◆ To be done
Copy the entries below, substituting "one line per occurrence" for every occurrence of "one line per instance" and leaving all other text unchanged.

◆ Input
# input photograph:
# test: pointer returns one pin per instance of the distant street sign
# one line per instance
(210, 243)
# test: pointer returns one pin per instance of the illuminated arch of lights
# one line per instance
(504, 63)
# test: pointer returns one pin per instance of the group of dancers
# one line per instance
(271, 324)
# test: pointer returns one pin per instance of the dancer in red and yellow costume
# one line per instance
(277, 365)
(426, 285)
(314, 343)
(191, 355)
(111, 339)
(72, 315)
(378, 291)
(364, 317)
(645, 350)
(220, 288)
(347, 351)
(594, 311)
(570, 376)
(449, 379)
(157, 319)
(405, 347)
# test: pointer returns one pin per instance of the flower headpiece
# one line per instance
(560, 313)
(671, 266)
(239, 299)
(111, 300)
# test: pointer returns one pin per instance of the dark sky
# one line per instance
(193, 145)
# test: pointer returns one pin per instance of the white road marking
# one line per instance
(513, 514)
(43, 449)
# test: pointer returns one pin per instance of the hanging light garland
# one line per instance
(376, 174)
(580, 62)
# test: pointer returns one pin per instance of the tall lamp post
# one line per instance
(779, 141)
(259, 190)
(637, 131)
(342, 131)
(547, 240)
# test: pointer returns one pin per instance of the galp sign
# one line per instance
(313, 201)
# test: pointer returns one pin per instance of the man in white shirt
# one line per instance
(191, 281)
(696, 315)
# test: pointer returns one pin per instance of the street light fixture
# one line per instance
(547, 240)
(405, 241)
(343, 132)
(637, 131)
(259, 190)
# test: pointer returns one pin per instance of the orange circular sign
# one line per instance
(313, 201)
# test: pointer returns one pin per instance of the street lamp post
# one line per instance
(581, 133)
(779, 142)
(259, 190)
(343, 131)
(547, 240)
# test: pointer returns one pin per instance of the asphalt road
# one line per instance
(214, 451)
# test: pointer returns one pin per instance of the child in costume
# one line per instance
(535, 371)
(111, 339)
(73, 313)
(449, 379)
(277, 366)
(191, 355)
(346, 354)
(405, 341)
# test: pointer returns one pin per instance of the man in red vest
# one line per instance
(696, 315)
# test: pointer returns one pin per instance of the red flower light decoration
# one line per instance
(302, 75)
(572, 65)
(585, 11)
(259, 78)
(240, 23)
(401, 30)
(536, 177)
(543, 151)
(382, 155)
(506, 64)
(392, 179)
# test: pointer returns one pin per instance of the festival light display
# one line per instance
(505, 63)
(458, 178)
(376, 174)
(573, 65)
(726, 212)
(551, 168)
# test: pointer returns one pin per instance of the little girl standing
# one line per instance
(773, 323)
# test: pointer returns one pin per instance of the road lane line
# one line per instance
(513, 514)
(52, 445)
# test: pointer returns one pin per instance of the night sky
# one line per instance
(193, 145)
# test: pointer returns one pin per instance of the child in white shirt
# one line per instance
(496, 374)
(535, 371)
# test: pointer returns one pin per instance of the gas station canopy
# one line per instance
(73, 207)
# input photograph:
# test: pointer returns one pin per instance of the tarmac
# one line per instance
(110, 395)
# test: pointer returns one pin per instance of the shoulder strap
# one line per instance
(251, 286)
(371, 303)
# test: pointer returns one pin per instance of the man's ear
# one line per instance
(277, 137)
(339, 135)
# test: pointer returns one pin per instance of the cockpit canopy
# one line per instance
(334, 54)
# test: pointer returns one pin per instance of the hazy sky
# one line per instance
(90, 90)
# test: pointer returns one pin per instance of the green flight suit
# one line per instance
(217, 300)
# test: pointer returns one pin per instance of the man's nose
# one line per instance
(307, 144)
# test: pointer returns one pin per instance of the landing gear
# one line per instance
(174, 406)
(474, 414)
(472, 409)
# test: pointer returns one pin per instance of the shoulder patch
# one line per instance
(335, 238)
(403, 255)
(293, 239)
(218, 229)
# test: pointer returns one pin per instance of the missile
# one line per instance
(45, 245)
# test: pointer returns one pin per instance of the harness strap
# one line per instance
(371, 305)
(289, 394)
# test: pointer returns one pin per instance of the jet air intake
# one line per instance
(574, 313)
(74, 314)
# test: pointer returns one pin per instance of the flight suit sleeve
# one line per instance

◆ Expected output
# input photograph:
# test: pointer returns one pin per instance of the distant street sign
# one line per occurrence
(210, 243)
# test: pointer returns one pin per instance of the illuminated arch of lights
# one line per occurrence
(504, 63)
# test: pointer returns one pin per instance of the group of dancers
# one line per occurrence
(271, 324)
# test: pointer returns one pin per instance of the dancer in red and yellow costume
# one line per occurrence
(277, 365)
(426, 285)
(314, 343)
(191, 355)
(111, 339)
(72, 315)
(378, 291)
(364, 317)
(645, 350)
(220, 288)
(347, 351)
(594, 311)
(570, 376)
(449, 379)
(157, 319)
(405, 347)
# test: pointer returns one pin per instance of the flower headpiece
# one line per occurrence
(560, 313)
(671, 266)
(239, 299)
(111, 300)
# test: pointer returns one pin per instance of the dark sky
# one line per occurrence
(193, 145)
# test: pointer returns one pin per instance of the white road marking
# one line per occurrence
(513, 514)
(43, 449)
# test: pointer returns one pin per instance of the hanging light garland
# one line per occurrence
(376, 174)
(580, 62)
# test: pointer returns one pin per instance of the tall lamp post
# one line per occurrence
(779, 141)
(259, 190)
(637, 131)
(342, 131)
(547, 240)
# test: pointer returns one pin per instance of the galp sign
# one line per occurrence
(313, 201)
# test: pointer returns one pin per instance of the man in white shirt
# one line per occurrence
(191, 281)
(696, 315)
# test: pointer returns one pin per instance of the street light fixture
# one line per occurrence
(547, 240)
(405, 241)
(343, 132)
(637, 131)
(259, 190)
# test: pointer returns one pin per instance of the orange circular sign
# one line per occurrence
(313, 201)
# test: pointer returns one pin per instance of the street lamp post
# one line per occurrence
(581, 133)
(779, 142)
(259, 190)
(343, 131)
(547, 240)
# test: pointer returns one pin per instance of the asphalt road
# one line per occurrence
(214, 451)
# test: pointer returns one pin per instance of the child in costume
# one line per occurrence
(535, 371)
(111, 339)
(73, 313)
(449, 379)
(277, 366)
(191, 355)
(346, 354)
(405, 341)
# test: pointer returns one pin per instance of the man in red vest
# one line per occurrence
(696, 315)
# test: pointer returns one pin per instance of the red flower light decoration
# one line per occurrence
(302, 75)
(572, 65)
(585, 11)
(259, 78)
(240, 23)
(401, 30)
(536, 177)
(543, 151)
(382, 155)
(506, 64)
(392, 179)
# test: pointer returns one pin per instance of the festival light display
# one line per occurrence
(505, 63)
(458, 178)
(376, 174)
(573, 65)
(726, 212)
(551, 168)
# test: pointer returns one pin per instance of the little girl standing
# one line per occurrence
(773, 323)
# test: pointer returns one pin per instance of the road lane line
# one line per occurrence
(513, 514)
(52, 445)
# test: pointer returns one pin per instance of the night sky
# one line per occurrence
(193, 145)
# test: pointer returns one pin per instance of the child in white shirt
# one line per occurrence
(496, 374)
(535, 371)
# test: pointer returns one pin per instance of the gas station canopy
# one line per occurrence
(73, 207)
# input photograph:
# test: pointer returns one pin per instance of the tarmac
# one line per occurrence
(110, 395)
# test: pointer returns one pin per instance of the shoulder strap
# one line per occurrence
(251, 286)
(371, 303)
# test: pointer returns one pin per instance of the man's ear
# one line per occurrence
(277, 137)
(339, 135)
# test: pointer returns one pin per instance of the cockpit canopy
# one line per occurrence
(334, 54)
# test: pointer returns one pin per instance of the hazy sky
# one line per occurrence
(90, 90)
# test: pointer returns one pin per instance of the green flight suit
# one line per occurrence
(217, 300)
# test: pointer returns one pin per instance of the man's nose
# one line per occurrence
(307, 144)
# test: pointer returns one pin per instance of the landing gear
# one line per occurrence
(174, 406)
(474, 414)
(472, 409)
# test: pointer returns one pin per instance of the shoulder patch
# one line per occurrence
(335, 238)
(403, 255)
(293, 239)
(218, 229)
# test: pointer returns one pin per instance of the missile
# one line per occurrence
(45, 245)
# test: pointer returns one pin per instance of the harness strap
# one line per occurrence
(371, 305)
(289, 394)
# test: pointer returns one pin per instance of the jet air intake
# one line per occurrence
(574, 313)
(74, 314)
# test: pointer returns one pin per instance of the flight suit sleeve
# one line per occurrence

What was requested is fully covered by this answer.